▶ **Task statement**
Reproduce word for word the lines in the items below, from the line containing "Where can the grass" through the line containing "pixel 1154 739", including both of those lines.

[Data extracted from a collection]
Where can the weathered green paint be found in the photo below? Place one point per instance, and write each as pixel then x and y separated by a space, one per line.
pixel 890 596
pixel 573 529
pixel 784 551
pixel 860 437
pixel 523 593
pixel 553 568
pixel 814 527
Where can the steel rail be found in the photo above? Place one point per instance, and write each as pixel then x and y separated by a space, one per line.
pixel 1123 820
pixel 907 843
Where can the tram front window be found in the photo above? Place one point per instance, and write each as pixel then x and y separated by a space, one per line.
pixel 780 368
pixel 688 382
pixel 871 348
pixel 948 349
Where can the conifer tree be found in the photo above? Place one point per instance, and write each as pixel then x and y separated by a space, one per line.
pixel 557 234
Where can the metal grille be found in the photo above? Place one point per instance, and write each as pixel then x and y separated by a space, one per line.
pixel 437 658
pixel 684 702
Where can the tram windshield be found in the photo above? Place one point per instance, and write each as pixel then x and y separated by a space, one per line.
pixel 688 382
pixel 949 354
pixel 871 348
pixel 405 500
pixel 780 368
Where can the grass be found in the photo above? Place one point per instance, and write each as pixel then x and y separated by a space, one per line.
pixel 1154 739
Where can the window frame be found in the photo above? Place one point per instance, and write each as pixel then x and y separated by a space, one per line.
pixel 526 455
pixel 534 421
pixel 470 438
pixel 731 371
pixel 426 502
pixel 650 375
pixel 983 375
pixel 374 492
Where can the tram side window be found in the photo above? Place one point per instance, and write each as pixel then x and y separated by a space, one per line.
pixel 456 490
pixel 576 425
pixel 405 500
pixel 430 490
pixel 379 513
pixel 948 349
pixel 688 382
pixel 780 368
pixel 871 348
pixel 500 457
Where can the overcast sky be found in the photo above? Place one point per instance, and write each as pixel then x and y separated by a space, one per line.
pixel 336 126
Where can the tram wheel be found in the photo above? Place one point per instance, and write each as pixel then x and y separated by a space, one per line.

▶ **Result**
Where can the grass be found in the photo above? Place one point per instance, and write each as pixel then x and y separated by a space, one per line.
pixel 1154 739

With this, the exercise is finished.